Looking wiry and fit, 80-year-old trombonist Eddie Bert opened his own May 16 tribute/birthday concert at New York’s historic Town Hall, the site of his legendary gigs with Thelonious Monk (1959) and Charles Mingus (1962). Backed by the George Gee All-Star Jazz Orchestra, Bert soloed fluently on his own compositions as well as tunes associated with the many popular bands with which Bert worked in the swing era, including vintage charts associated with Red Norvo, Benny Goodman, Charlie Barnet, Woody Herman, Sauter-Finegan, Thad Jones-Mel Lewis and Stan Kenton.

Bert’s trademark trombone tone, then and now, emphasizes the higher partials, and he uses a unique combination of vertical and horizontal melodic elements in his improvisations. Along with J.J. Johnson, Kai Winding, Benny Green, Curtis Fuller, Slide Hampton, Jimmy Cleveland, Julian Priester, Frank Rosolino and Jimmy Knepper, Bert is one of the original bop trombone players.

The arc of Bert’s career is a familiar one among musicians of the World War II generation: from successful stints in big bands, to working in small groups, then prolific recording and television work, followed by years in Broadway pit orchestras and then diminishing opportunities as the jazz world lost its popular foothold and synthesizers and samplers became a common substitute for orchestras.
----
- [To be done]
1. Reproduce the passage on Eddie Bert from "The arc of Bert’s" to "substitute for orchestras.".
2. Translate this sentence from the passage on Eddie Bert into Spanish: "Bert’s trademark trombone tone, then and now, emphasizes the higher partials, and he uses a unique combination of vertical and horizontal melodic elements in his improvisations."

- [Records shown]
----
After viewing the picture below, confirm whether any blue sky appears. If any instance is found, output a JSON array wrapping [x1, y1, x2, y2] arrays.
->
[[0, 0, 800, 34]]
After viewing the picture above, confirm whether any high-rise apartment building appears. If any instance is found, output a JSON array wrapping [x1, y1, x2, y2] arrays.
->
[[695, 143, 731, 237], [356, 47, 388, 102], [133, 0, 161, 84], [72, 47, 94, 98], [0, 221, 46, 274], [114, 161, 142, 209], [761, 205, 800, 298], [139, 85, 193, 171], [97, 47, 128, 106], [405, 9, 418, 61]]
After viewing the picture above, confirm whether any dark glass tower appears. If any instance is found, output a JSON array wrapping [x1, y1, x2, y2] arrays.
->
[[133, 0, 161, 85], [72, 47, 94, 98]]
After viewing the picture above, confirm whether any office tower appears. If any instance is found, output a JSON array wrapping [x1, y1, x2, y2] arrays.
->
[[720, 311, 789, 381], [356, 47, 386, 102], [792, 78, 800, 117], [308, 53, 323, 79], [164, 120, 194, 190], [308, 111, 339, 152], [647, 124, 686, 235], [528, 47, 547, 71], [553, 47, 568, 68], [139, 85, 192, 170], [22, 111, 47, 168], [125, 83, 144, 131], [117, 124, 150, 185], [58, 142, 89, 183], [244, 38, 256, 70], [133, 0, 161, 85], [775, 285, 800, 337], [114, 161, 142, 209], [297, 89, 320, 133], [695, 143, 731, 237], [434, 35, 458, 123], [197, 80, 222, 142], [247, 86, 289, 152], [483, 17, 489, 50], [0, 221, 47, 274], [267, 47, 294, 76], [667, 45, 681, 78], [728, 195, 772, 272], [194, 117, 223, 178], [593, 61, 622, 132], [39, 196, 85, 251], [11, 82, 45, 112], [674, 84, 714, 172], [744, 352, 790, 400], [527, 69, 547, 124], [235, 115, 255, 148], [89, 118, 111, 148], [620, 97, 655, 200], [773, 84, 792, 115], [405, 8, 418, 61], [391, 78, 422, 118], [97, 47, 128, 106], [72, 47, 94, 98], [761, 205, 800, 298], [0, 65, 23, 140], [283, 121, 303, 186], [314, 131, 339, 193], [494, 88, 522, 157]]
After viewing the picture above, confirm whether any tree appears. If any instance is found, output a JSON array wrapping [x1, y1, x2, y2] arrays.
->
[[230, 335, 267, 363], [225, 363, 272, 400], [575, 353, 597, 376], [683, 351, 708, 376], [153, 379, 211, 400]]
----
- [Responses by task]
1.
The arc of Bert’s career is a familiar one among musicians of the World War II generation: from successful stints in big bands, to working in small groups, then prolific recording and television work, followed by years in Broadway pit orchestras and then diminishing opportunities as the jazz world lost its popular foothold and synthesizers and samplers became a common substitute for orchestras.

2. El tono característico del trombón de Bert, entonces y ahora, enfatiza los parciales superiores, y él utiliza una combinación única de elementos melódicos verticales y horizontales en sus improvisaciones.